INSTRUCTION:
Output every line exactly as written. Leave out pictures.

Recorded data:

------------------------------------

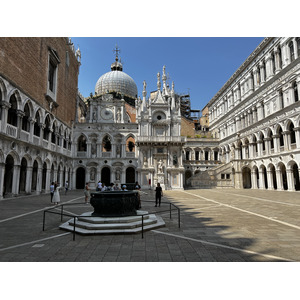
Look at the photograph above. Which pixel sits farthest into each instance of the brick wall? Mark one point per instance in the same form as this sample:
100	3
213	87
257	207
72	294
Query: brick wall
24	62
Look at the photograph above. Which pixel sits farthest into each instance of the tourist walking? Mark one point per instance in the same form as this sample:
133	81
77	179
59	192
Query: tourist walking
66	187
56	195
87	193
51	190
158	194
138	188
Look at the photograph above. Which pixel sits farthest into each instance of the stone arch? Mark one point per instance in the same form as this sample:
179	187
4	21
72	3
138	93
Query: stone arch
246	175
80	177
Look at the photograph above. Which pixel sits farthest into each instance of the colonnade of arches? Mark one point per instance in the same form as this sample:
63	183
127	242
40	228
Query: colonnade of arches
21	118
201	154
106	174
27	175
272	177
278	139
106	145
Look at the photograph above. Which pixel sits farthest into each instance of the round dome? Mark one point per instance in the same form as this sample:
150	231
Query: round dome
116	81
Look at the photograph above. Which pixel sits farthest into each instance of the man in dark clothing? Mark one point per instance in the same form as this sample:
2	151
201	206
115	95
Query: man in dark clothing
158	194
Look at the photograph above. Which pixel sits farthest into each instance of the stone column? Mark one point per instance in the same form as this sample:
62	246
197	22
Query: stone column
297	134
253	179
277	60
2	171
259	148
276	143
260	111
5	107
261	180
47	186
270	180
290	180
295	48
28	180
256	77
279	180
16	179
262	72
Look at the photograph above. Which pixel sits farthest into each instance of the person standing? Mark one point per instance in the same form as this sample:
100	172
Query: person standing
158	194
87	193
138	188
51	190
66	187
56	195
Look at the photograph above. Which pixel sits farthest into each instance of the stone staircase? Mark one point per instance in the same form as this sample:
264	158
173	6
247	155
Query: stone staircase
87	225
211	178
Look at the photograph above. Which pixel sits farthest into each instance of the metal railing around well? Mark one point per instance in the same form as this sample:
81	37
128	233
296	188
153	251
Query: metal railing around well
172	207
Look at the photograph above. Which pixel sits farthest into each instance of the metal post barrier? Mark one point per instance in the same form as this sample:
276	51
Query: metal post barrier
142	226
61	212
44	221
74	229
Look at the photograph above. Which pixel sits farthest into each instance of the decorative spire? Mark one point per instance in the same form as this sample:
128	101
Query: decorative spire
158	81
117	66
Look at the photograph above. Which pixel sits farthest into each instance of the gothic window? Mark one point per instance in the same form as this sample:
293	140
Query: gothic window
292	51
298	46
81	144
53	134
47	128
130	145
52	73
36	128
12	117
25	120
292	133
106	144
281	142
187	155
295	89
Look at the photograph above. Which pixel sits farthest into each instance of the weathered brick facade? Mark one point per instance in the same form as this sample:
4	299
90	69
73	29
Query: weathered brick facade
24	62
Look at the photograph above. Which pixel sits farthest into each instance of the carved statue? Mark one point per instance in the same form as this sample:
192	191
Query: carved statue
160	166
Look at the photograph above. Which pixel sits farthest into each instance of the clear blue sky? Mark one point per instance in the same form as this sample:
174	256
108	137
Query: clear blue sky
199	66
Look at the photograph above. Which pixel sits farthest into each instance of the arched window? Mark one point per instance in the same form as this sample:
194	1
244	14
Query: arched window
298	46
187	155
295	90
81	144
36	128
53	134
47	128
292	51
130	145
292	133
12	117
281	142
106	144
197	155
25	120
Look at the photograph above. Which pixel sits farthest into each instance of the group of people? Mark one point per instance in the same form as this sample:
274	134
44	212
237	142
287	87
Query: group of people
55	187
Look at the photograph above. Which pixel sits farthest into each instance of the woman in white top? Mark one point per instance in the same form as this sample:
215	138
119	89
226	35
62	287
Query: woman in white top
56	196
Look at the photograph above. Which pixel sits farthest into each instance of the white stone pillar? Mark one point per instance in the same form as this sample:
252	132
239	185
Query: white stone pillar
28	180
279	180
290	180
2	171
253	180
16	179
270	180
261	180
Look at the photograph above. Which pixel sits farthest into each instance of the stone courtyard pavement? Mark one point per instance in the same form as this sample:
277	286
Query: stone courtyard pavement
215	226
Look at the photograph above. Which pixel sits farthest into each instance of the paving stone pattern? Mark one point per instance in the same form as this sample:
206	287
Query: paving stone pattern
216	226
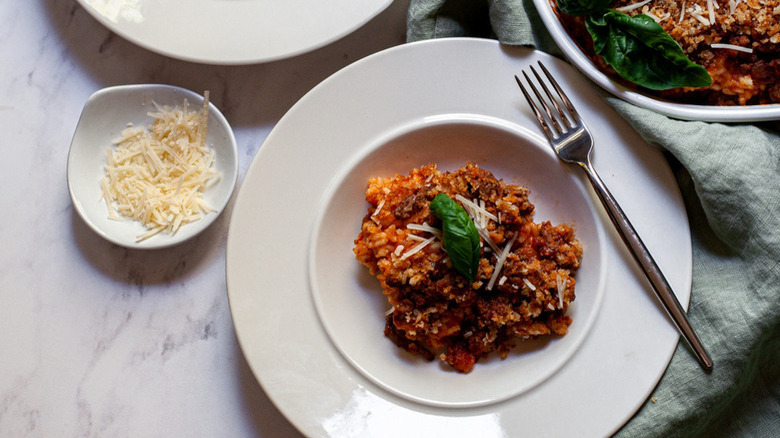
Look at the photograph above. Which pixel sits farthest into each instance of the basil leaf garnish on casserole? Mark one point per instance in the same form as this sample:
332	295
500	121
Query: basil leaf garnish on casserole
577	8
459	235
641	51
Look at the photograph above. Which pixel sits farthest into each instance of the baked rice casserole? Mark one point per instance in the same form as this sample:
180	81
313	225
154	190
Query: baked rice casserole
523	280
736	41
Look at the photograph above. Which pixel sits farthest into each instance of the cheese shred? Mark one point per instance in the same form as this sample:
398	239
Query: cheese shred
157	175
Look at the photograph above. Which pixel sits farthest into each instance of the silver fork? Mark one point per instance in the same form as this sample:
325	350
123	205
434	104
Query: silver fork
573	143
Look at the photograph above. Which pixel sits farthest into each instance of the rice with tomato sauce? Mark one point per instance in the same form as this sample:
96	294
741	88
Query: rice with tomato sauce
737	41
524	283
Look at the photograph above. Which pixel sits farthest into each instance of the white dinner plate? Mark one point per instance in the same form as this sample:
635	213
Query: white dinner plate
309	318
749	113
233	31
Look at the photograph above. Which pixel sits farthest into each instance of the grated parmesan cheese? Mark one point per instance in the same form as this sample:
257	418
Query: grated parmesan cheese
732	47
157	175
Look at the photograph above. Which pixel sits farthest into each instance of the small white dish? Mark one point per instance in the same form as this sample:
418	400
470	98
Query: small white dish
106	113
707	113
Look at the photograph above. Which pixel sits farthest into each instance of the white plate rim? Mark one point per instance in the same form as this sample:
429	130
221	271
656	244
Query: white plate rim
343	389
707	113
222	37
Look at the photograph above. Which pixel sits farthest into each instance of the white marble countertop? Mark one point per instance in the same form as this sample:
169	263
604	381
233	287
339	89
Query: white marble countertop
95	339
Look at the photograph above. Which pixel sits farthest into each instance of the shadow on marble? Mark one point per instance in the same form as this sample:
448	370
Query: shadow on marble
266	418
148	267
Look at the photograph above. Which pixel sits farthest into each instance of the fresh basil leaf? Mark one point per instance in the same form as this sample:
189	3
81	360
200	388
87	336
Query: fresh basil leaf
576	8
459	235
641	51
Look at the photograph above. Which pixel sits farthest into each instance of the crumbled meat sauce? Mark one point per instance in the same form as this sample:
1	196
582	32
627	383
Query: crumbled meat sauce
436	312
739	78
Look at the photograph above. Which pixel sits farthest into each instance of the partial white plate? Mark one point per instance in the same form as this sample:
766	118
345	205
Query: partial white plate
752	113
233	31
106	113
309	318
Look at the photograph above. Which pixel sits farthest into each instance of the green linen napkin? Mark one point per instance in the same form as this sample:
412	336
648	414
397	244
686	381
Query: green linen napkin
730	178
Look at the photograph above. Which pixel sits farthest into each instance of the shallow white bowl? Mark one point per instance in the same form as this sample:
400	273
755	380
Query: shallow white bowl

------------------------------------

THE OUTPUT:
Look at the photograph above. Which pixel sits farthest into each instance of the brick wall? Mark one point per instance in the same form as this sample:
100	3
213	87
257	207
72	294
Query: brick wall
24	62
Look at the photograph above. Which pixel sits farthest into each instance of the tourist walking? Mark one point per instance in the same form as this sample:
133	81
77	179
59	192
Query: tourist walking
66	187
56	195
87	193
51	190
158	194
138	188
Look at the photograph above. Which pixel sits farthest into each instance of the stone arch? Mark one point per instance in the same form as this sample:
179	187
4	21
72	3
138	93
Query: stone arch
246	175
80	177
Look at the photograph above. Which pixel sits farthest into each instance of the colonnade of arches? Mark one point per instance in the same form as this sample:
63	183
127	242
40	228
Query: colonnade of arches
21	118
201	154
106	174
27	175
272	177
278	139
106	145
Look at the photograph above. Which pixel sits farthest into each instance of the round dome? Mark one point per instance in the same form as this sample:
150	231
Query: round dome
116	81
Look at the photograph above. Which pixel sits farthest into each instance of the man in dark clothing? Mark one point per instance in the same form as this sample:
2	151
201	206
115	95
Query: man in dark clothing
158	194
Look at the photograph above. Which pixel sits farthest into each instance of the stone column? Mark one point per instance in the same form as this sample:
62	246
197	22
Query: stone column
297	134
253	179
277	60
2	171
259	148
276	143
260	111
5	107
261	180
47	186
270	180
290	180
295	48
28	180
256	77
279	180
16	179
262	72
Look at the photograph above. Which pixel sits farthest into each instance of the person standing? Mark one point per instance in the same form as this sample:
100	172
Query: person standing
158	194
87	193
138	188
51	190
66	187
56	195
Look at the photograph above. Which pixel sits farthest into each instance of the stone staircase? Mark one point per instance in the same form as this sample:
264	158
173	6
247	155
Query: stone staircase
87	225
211	178
Look at the photograph above. Which pixel sits farthest into each instance of the metal railing around well? Mark one point per instance in the same form as this sample:
81	37
128	233
296	188
153	251
Query: metal railing around well
172	207
Look at the photograph above. Which pixel sits farthest into each instance of the metal post barrier? Mark one point per instance in the same form as this sample:
276	51
Query: metal post barrier
142	226
61	212
44	221
74	229
Look at the photograph above. Which pixel sits farthest into each instance of the decorative spire? Mark one point per instance in the same form as this sample:
128	101
Query: decorative spire
158	81
117	66
Look at the photograph above. Which pixel sits farthest into each instance of the gothic window? Mark one point per instance in the same form as this sample:
293	140
Query: gothic window
292	51
298	46
81	144
53	134
47	128
130	145
52	73
36	128
12	117
25	120
292	133
106	144
281	142
187	155
295	89
Look at the photograph above. Which pixel sits farthest into each instance of the weathered brick facade? Mark one point per instance in the same form as this sample:
4	299
90	69
73	29
Query: weathered brick facade
24	62
Look at the photograph above. Which pixel sits farthest into each instance of the carved statue? Mark one point per instance in the same form as this sample:
192	191
Query: carved statue
160	166
Look at the photograph above. Which pixel sits farthest into each instance of the clear blue sky? Mark one point per instance in the same form as this sample:
174	256
108	137
Query: clear blue sky
199	66
Look at the photograph above. Which pixel sits farthest into each instance of the arched window? Mark one point per instance in the same form as this sample:
194	1
244	14
Query: arched window
298	46
187	155
295	90
81	144
36	128
53	134
47	128
292	51
130	145
292	133
12	117
281	142
106	144
197	155
25	120
Look at the photograph above. Which pixel sits farthest into each instance of the group of people? Mark one point per instance in the same form as this sample:
274	134
44	212
237	142
287	87
Query: group of people
55	187
Look at the photograph above. Which pixel sits farthest into each instance of the woman in white top? Mark one point per instance in the same form as this sample:
215	138
119	89
226	35
62	287
Query: woman in white top
56	196
Look at the photograph above. Which pixel sits farthest into each instance of the white stone pillar? Mark one point per instance in the same form as this sample:
252	132
239	185
Query: white stone pillar
28	180
279	180
290	180
2	171
253	180
16	179
270	180
261	180
Look at the photograph above. Which pixel sits farthest into each instance of the stone courtyard pavement? Mark one point per instance in the same form as this sample:
277	286
Query: stone courtyard pavement
215	226
Look at the photograph above. Which pixel sits farthest into each instance of the paving stone pattern? Mark one point per instance in the same form as this sample:
206	287
Query: paving stone pattern
216	226
Look at the photograph above. Which pixel sits farthest into each instance of the basil leaf garnish on casserole? Mark one point per instance in the same form as this sample:
332	295
500	121
Query: basil leaf garnish on casserole
577	8
459	235
641	51
Look at the photograph above. Which pixel sits farthest into each instance of the baked rice casserole? Mark one point per instance in the same form as this sample:
180	81
313	225
154	190
Query: baked rice casserole
523	280
736	41
Look at the photograph above. Which pixel sits farthest into each instance of the cheese shred? Mark one point per instance in the same form as this sample:
398	239
Query: cheese shred
157	175
Look at the photograph above. Which pixel sits farthest into each instance of the silver fork? Mark one point per instance in the same form as this sample:
325	350
123	205
434	104
Query: silver fork
573	143
Look at the photograph above. Which pixel sits farthest into each instance of the rice with tomato sauce? Mark one point per instance in the same form as this sample:
96	294
741	88
Query: rice with tomato sauce
737	41
524	283
Look at the photograph above. Which pixel sits farthest into each instance of the white dinner plate? Mark one point per instance in the same form as this sample:
635	213
Query: white dinner plate
309	318
749	113
233	31
Look at the photograph above. Which pixel sits farthest into each instance of the grated parmesan cheese? Mark one point per instance in the same form as this sample:
257	418
Query: grated parmesan cheese
732	47
157	175
Look at the photograph above. Which pixel sits farthest into each instance of the small white dish? Mark one point per instance in the same form as this sample:
418	400
470	98
Query: small white dish
106	113
707	113
Look at the photograph above. Which pixel sits farthest into each instance of the white plate rim? Mark one point per instance in the same form as this sample:
429	130
221	271
656	244
Query: white plate rim
343	389
707	113
222	37
Look at the photograph above. Which pixel sits farthest into each instance of the white marble countertop? Mark one point per instance in the same form as this sample:
169	263
604	381
233	287
339	89
Query: white marble countertop
95	339
Look at the photograph above. Which pixel sits farthest into each instance of the shadow on marble? Mark one point per instance in the same form as this sample:
448	370
Query: shadow on marble
266	418
148	267
Look at the photograph above. Which pixel sits farthest into each instance of the fresh basil leaf? Mark one point per instance in the same form as this sample:
189	3
81	360
200	388
87	336
Query: fresh basil leaf
576	8
459	235
641	51
Look at the photograph above. Which pixel sits farthest into each instance of the crumbled meat sauce? Mark one point per instance in the same form as this sample:
1	196
582	32
627	383
Query: crumbled meat sauce
436	312
739	78
Look at the photograph above. Which pixel sits farthest into each instance of the partial white plate? Mark one point per instance in the same form as this sample:
766	118
345	205
Query: partial white plate
752	113
233	31
106	113
309	318
Look at the photograph above. Which pixel sits farthest into each instance of the green linen napkin? Mark one point per instance in the same form as this sample:
412	336
648	414
397	244
686	381
Query: green linen napkin
730	178
Look at the photograph above. Which pixel sits farthest into each instance of the shallow white bowl? Mark one point per instance in the same form as this sample:
400	273
755	380
Query: shallow white bowl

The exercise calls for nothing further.